START

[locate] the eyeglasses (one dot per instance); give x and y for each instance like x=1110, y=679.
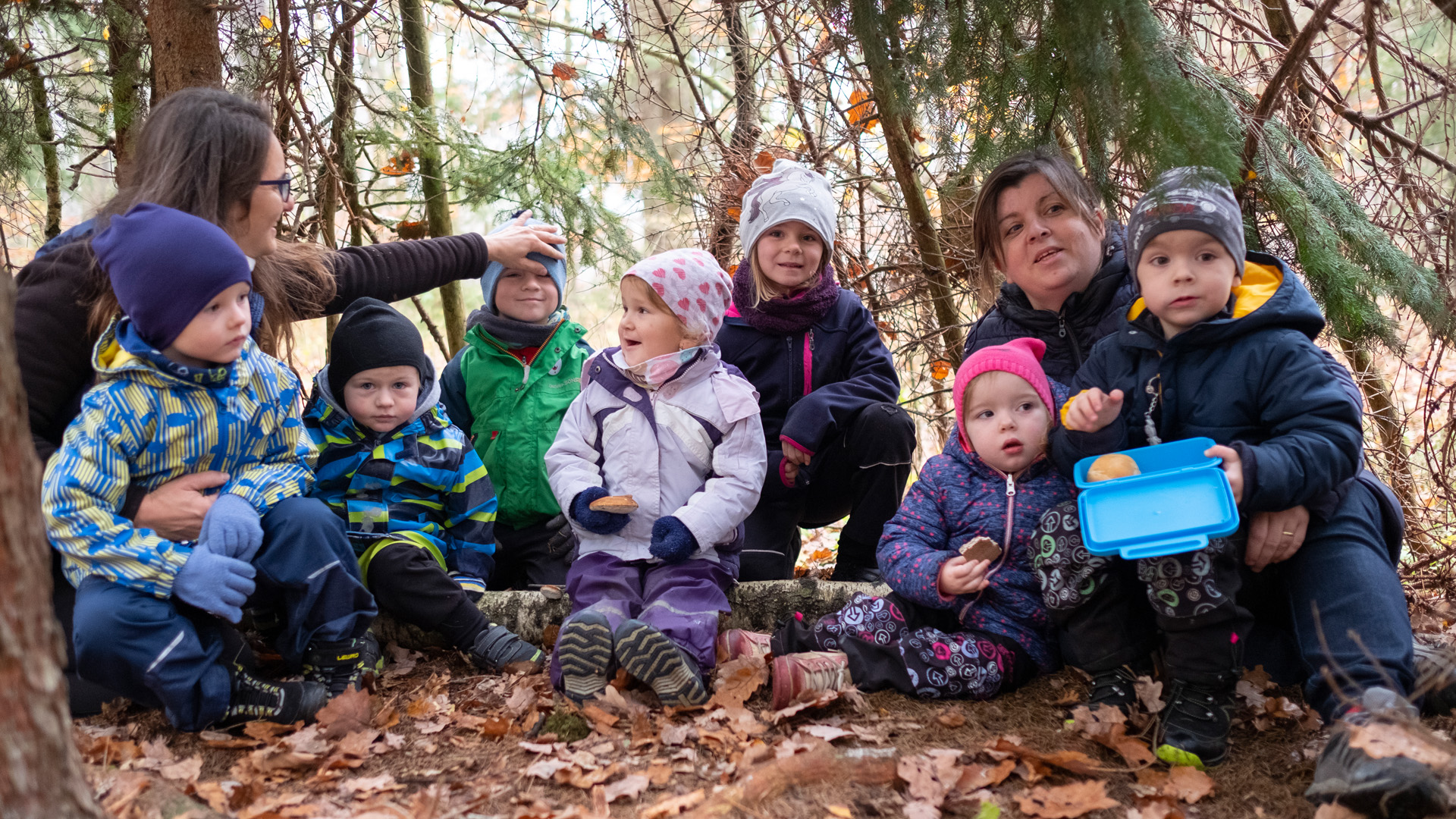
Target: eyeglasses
x=284, y=187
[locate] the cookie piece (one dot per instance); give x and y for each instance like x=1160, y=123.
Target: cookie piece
x=1110, y=466
x=617, y=504
x=981, y=548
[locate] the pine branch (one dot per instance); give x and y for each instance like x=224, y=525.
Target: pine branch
x=1292, y=61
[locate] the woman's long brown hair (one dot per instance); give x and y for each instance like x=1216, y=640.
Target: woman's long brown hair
x=202, y=150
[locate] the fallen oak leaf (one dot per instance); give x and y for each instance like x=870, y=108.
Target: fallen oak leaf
x=344, y=714
x=977, y=777
x=1065, y=802
x=1383, y=739
x=1074, y=761
x=1109, y=727
x=1188, y=784
x=628, y=787
x=736, y=681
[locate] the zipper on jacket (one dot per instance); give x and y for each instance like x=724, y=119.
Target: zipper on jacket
x=808, y=362
x=1072, y=341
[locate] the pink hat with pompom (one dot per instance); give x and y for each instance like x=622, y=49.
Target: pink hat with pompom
x=1019, y=357
x=692, y=284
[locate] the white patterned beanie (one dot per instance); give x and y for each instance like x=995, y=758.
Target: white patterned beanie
x=693, y=287
x=791, y=191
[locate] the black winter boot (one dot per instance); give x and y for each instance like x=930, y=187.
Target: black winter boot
x=256, y=698
x=1114, y=687
x=1394, y=787
x=341, y=664
x=1196, y=720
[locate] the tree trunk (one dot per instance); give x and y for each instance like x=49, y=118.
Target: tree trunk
x=874, y=31
x=1392, y=438
x=185, y=49
x=431, y=175
x=46, y=130
x=124, y=52
x=41, y=776
x=756, y=607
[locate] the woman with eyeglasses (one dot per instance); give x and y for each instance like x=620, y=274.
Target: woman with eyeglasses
x=215, y=155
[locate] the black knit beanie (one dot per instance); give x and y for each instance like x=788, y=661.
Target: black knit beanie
x=372, y=334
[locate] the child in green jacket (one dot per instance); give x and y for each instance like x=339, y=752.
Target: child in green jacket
x=509, y=390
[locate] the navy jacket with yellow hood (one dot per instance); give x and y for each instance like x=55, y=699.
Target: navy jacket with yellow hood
x=1250, y=378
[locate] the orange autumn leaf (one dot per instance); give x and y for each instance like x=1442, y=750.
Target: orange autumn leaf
x=1066, y=802
x=862, y=112
x=400, y=165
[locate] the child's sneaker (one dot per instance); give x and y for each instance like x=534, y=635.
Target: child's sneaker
x=1194, y=725
x=654, y=659
x=256, y=698
x=1391, y=786
x=341, y=664
x=498, y=649
x=743, y=643
x=1114, y=687
x=808, y=670
x=584, y=651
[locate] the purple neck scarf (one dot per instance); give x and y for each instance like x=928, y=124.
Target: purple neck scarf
x=783, y=315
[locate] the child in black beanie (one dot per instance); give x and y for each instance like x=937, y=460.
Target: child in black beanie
x=410, y=487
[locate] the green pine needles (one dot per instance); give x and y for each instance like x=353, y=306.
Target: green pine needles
x=1109, y=83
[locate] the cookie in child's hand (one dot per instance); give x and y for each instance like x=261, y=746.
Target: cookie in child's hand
x=1110, y=466
x=617, y=504
x=981, y=548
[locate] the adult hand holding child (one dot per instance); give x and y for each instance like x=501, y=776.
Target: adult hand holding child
x=960, y=576
x=1094, y=410
x=232, y=528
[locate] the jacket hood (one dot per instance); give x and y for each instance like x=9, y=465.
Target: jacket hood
x=1087, y=306
x=1269, y=297
x=331, y=414
x=112, y=360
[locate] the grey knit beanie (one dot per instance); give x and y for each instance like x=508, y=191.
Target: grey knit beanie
x=1187, y=199
x=791, y=191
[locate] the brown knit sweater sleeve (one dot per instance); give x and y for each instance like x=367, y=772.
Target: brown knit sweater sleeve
x=398, y=270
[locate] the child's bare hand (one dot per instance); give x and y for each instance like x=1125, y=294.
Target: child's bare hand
x=1094, y=410
x=1232, y=466
x=960, y=576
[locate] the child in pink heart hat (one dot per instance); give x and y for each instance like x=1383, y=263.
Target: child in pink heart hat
x=664, y=420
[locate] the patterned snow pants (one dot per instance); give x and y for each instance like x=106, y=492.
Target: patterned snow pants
x=893, y=643
x=1112, y=611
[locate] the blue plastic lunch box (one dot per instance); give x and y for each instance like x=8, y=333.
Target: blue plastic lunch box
x=1175, y=504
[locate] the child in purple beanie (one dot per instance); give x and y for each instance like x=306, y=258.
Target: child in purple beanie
x=184, y=388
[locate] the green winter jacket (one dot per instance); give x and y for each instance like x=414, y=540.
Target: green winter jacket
x=513, y=413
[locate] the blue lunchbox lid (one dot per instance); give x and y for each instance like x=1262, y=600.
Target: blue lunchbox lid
x=1178, y=502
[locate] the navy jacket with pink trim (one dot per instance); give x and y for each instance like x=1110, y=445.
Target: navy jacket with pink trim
x=813, y=382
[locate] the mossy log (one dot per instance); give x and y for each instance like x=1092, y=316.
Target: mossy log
x=756, y=607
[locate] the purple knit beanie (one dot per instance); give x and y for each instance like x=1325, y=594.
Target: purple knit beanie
x=165, y=265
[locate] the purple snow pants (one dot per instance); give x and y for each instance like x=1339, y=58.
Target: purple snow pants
x=680, y=599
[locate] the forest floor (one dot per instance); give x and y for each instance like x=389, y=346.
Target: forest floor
x=440, y=741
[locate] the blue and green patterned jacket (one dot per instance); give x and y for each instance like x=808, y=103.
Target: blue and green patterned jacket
x=421, y=483
x=150, y=420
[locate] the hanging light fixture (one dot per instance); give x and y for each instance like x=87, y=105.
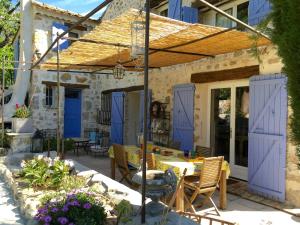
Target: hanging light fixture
x=119, y=70
x=138, y=39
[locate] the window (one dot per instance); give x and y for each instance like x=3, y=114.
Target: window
x=73, y=35
x=164, y=13
x=222, y=21
x=49, y=96
x=242, y=13
x=104, y=114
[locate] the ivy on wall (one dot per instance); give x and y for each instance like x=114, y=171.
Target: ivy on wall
x=286, y=35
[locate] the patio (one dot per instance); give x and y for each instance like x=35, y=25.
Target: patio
x=238, y=209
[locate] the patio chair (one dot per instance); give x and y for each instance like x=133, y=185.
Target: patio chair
x=150, y=160
x=203, y=151
x=206, y=183
x=122, y=165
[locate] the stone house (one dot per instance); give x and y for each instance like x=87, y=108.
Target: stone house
x=233, y=104
x=209, y=107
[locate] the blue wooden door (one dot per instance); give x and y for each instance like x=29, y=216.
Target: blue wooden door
x=142, y=111
x=117, y=117
x=174, y=10
x=183, y=115
x=267, y=136
x=72, y=114
x=258, y=10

END

- **Set task**
Reproduce the items above verbatim, covering only the stretch from the line containing "[locate] the navy jacket with yellow" through the line containing "x=783, y=315", with both of those lines included.

- **Correct output**
[locate] the navy jacket with yellow hood (one dot per instance); give x and y for each instance like x=55, y=699.
Target: navy jacket with yellow hood
x=1250, y=378
[locate] the orange autumn leaf (one dot per instance); give x and y for each instance like x=1442, y=750.
Target: orange autumn leaf
x=1066, y=802
x=862, y=112
x=400, y=165
[locate] the child's sneaker (one dot per instance); give x and y for each instance like x=534, y=635.
Target: child's sneaker
x=1194, y=725
x=654, y=659
x=256, y=698
x=1391, y=786
x=341, y=664
x=498, y=649
x=743, y=643
x=1114, y=687
x=808, y=670
x=584, y=651
[locate] the purple neck scarf (one dot per instance); give x and y for each instance like x=928, y=124.
Target: purple neck scarf
x=783, y=315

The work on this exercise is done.